(RECORDS TO PROCESS)

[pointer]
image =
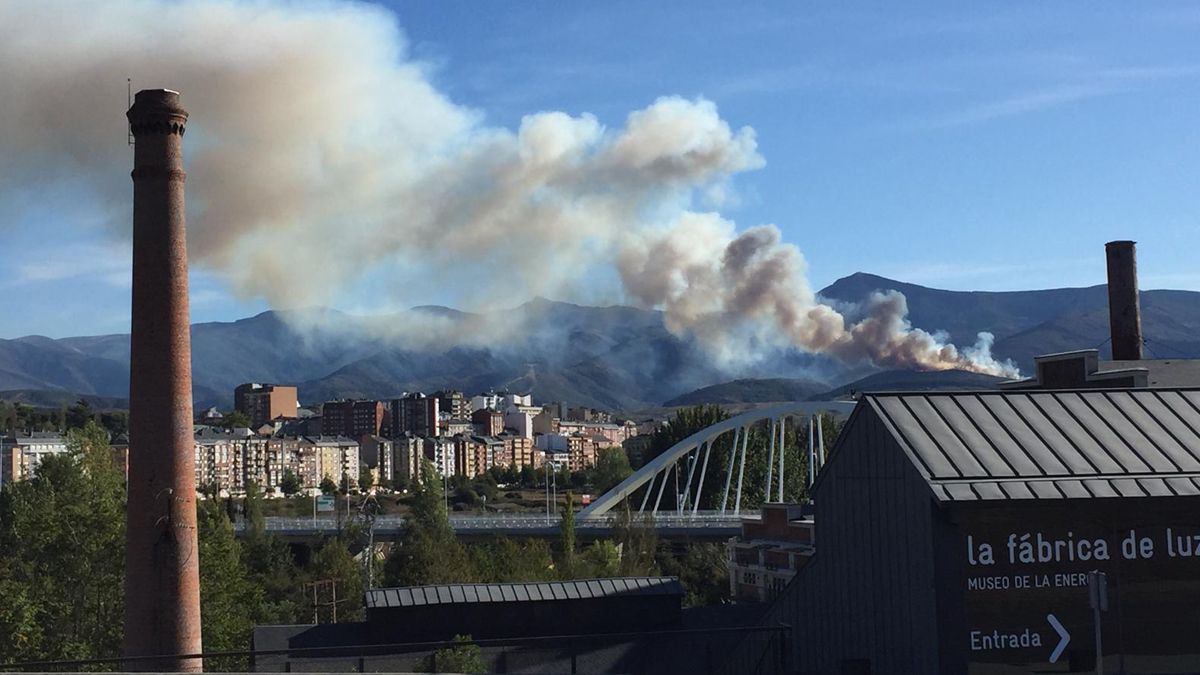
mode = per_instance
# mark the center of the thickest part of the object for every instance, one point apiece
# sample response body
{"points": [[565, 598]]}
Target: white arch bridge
{"points": [[688, 461]]}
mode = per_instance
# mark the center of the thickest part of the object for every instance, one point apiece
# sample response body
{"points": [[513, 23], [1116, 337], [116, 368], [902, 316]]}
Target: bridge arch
{"points": [[696, 451]]}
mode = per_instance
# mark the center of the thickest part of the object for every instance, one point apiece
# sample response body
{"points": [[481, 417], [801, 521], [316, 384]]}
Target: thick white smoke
{"points": [[318, 153]]}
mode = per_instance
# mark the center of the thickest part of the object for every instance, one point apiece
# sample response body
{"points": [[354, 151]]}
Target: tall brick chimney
{"points": [[1125, 310], [162, 587]]}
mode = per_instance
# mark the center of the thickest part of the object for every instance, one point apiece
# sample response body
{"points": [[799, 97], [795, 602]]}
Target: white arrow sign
{"points": [[1063, 637]]}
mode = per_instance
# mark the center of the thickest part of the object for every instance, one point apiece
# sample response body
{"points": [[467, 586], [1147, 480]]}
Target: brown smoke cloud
{"points": [[319, 153], [723, 285]]}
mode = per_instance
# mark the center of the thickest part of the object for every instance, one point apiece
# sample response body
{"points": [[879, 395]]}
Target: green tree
{"points": [[328, 487], [513, 560], [430, 553], [702, 569], [463, 658], [61, 555], [342, 581], [528, 477], [567, 561], [612, 467], [228, 598], [366, 478], [289, 483], [639, 543], [401, 483], [603, 559], [235, 419], [79, 414]]}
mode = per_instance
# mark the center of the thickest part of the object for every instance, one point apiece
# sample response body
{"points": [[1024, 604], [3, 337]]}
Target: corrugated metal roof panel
{"points": [[1049, 444], [1183, 487]]}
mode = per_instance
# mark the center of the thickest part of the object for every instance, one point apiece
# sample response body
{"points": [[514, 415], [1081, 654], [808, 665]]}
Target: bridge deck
{"points": [[702, 525]]}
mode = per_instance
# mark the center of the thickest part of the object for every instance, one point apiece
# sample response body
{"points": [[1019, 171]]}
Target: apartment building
{"points": [[264, 402], [21, 454], [352, 419], [453, 405], [769, 551]]}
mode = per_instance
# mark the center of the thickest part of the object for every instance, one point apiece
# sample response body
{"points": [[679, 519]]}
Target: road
{"points": [[707, 525]]}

(End RECORDS TO PROCESS)

DESCRIPTION OF THE TASK. Return the listing above in full and exactly, omitting all pictures.

SOLUTION TO THE EXERCISE.
[pointer]
image =
mode = per_instance
# mark the center of the thickest part of the object for every instance, one point apiece
# sample response body
{"points": [[565, 598]]}
Target: white arch bridge
{"points": [[688, 461]]}
mode = per_instance
# mark the center of the thickest part of the object for every instance, one point apiece
# sample response body
{"points": [[513, 23], [1116, 337], [116, 368], [902, 316]]}
Target: bridge arch
{"points": [[696, 451]]}
mode = per_instance
# mark the center of the thickest part of the object for every instance, one point apiece
# sample response body
{"points": [[481, 417], [801, 521], [316, 384]]}
Target: thick white smoke
{"points": [[318, 153]]}
mode = per_instance
# mark the center of the thickest part of the object for every instance, one point apiece
# sample response body
{"points": [[354, 151]]}
Target: tall brick chimney
{"points": [[1125, 310], [162, 587]]}
mode = per_instance
# mark the center of the thickest part of the object for every instance, one point apiece
# sample response body
{"points": [[799, 97], [795, 602]]}
Target: white arrow sign
{"points": [[1063, 637]]}
mode = per_instance
# mark the center of the thickest part of the object for every instance, one point apiece
# sample response body
{"points": [[467, 586], [1147, 480]]}
Target: brown smoke cloud
{"points": [[319, 153], [723, 285]]}
mode = per_instance
# mark the center of the thickest part of the object for every instance, one point apiece
# sample response body
{"points": [[879, 395]]}
Target: green tree
{"points": [[328, 487], [513, 560], [430, 553], [702, 569], [463, 658], [61, 555], [342, 581], [528, 477], [567, 561], [612, 467], [228, 598], [366, 478], [289, 483], [639, 543], [401, 483], [603, 559], [235, 419], [79, 414]]}
mode = per_instance
# mark the center of the thickest part of the object for every instance, one point apiece
# sample response body
{"points": [[1024, 604], [3, 337]]}
Target: corrugated metal roof panel
{"points": [[1049, 444], [1183, 487]]}
mode = per_instance
# mark the center of the thickest part of the object for every instance, one point apiece
# sample response body
{"points": [[514, 415], [1081, 654], [808, 665]]}
Target: bridge deck
{"points": [[702, 525]]}
mode = per_instance
# mark the center of the thickest part of the object for every instance, one point apiece
# sample response body
{"points": [[1019, 171]]}
Target: apartment building
{"points": [[264, 402], [21, 454], [352, 419], [453, 405], [769, 551]]}
mode = per_instance
# mark the center of the thickest part of the object for every instance, one point apiece
# sample response body
{"points": [[679, 519]]}
Target: road
{"points": [[707, 525]]}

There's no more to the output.